§ Trecho do texto
Em competente revisão sobre o assunto, Christoffel e Loewenthal, em 1977, discutem detalhadamente alguns sistemas de codificações/classificações dos "problemas doenças" a nível ambulatorial, sugerindo parâmetros para a utilização em prontuários e definições mais precisas dos quadros patogênicos encontrados. Ressaltam que, apesar de antiga, a idéia de se avaliarem serviços ambulatoriais não vingou como sistemática até o momento, tendo-se investido com muito mais audácia na avaliação de qualidade dos serviços hospitalares, em função do impacto desse tipo de atenção na saúde das pessoas (casos graves, internações por diagnósticos definidos) e da necessidade de correções mais rápidas nas condutas (Christoffel, T. e Loewenthal, M., 1977).

Estudando os métodos até hoje utilizados na avaliação de serviços de saúde ambulatoriais, esses autores explicitam três abordagens para o problema. Ao primeiro método chamam de abordagem estrutural (in put studies) onde se tenta focalizar a quantidade e a qualidade dos recursos alocados para a prestação dos serviços. Esse método tentaria relacionar esses recursos com a "qualidade" do serviço, visando avaliar a adequação dos primeiros. Um segundo grupo de estudos visa estudar o processo de prestação de serviços, tentando aferir como os recursos são utilizados. Estes estudos partiriam do suposto que se as atividades adequadas são realizadas então os resultados serão os melhores possíveis (Christoffel, T. e Loewenthal, M., 1977). Pressupõem utilização prévia de protocolos de atendimentos e padronizações de condutas (interferência a priori no processo, para garantir resultados). O terceiro método teria como objetivo a gama de resultados conseguidos a partir da atuação dos serviços (out come studies). Utilizam-se de parâmetros e variáveis que mediriam o impacto do serviço a nível da melhora do estado de saúde dos usuários. Analisam parâmetros tais como mortalidade, morbidade, tempo de permanência no serviço, complicações de terapêuticas; satisfação com o cuidado recebido; incapacidade; estado funcional; mudanças de expectativa de vida; adequação social etc. Nessa linha de estudos de resultados, Willianson, em 1971, propôs a utilização do que chamou de "tópicos de auditoria" (audit topics), tentando restringir e qualificar o número de variações a partir, por exemplo, da avaliação de uma patologia passível de padronização nos seus aspectos diagnósticos e terapêuticos, como a infecção do trato urinário (Willianson, J. W., 1971). O mesmo raciocínio é percorrido por Schroeder, em 1976, quando propõe análise do que chama de "marcadores" (tracers), que seriam o reflexo da atuação do serviço (Schroeder, S. A. e Donaldson, M. S., 1976).

(Dados registrados)
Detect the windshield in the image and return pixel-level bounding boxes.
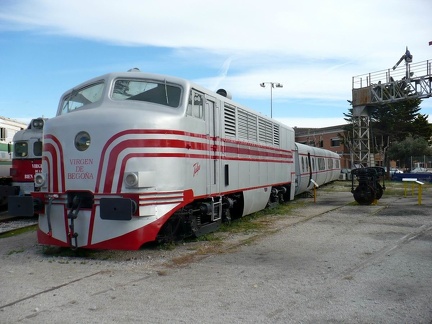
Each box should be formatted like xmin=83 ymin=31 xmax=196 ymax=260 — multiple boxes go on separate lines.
xmin=111 ymin=79 xmax=181 ymax=107
xmin=59 ymin=81 xmax=104 ymax=115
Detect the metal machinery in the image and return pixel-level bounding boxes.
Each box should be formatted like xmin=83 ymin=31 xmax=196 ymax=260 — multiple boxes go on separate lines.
xmin=351 ymin=47 xmax=432 ymax=167
xmin=351 ymin=167 xmax=385 ymax=205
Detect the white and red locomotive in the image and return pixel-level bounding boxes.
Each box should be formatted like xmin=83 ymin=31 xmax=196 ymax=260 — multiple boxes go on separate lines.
xmin=12 ymin=69 xmax=340 ymax=249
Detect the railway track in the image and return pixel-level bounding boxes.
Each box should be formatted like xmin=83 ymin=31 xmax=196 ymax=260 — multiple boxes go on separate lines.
xmin=0 ymin=211 xmax=37 ymax=235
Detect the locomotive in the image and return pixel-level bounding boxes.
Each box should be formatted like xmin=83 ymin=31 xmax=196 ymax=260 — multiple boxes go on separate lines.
xmin=10 ymin=69 xmax=340 ymax=250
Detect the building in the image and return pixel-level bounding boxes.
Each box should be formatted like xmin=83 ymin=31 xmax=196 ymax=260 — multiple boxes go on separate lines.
xmin=294 ymin=125 xmax=351 ymax=169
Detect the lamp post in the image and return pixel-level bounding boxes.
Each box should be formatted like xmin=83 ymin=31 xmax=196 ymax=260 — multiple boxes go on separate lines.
xmin=260 ymin=82 xmax=283 ymax=118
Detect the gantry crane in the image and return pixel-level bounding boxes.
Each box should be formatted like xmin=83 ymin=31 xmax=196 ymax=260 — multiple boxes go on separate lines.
xmin=351 ymin=46 xmax=432 ymax=168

§ Verifique sua compreensão
A. Segundo o texto sobre avaliação de serviços ambulatoriais, que nome Schroeder deu, em 1976, ao que seria o reflexo da atuação do serviço?
B. Edite o texto sobre avaliação de serviços ambulatoriais entre "Em competente revisão" e "condutas (Christoffel, T. e Loewenthal, M., 1977).", inclusive, trocando "audácia" por "ousadia".

§ Respostas por item
A. "Marcadores" (tracers).

B.
Em competente revisão sobre o assunto, Christoffel e Loewenthal, em 1977, discutem detalhadamente alguns sistemas de codificações/classificações dos "problemas doenças" a nível ambulatorial, sugerindo parâmetros para a utilização em prontuários e definições mais precisas dos quadros patogênicos encontrados. Ressaltam que, apesar de antiga, a idéia de se avaliarem serviços ambulatoriais não vingou como sistemática até o momento, tendo-se investido com muito mais ousadia na avaliação de qualidade dos serviços hospitalares, em função do impacto desse tipo de atenção na saúde das pessoas (casos graves, internações por diagnósticos definidos) e da necessidade de correções mais rápidas nas condutas (Christoffel, T. e Loewenthal, M., 1977).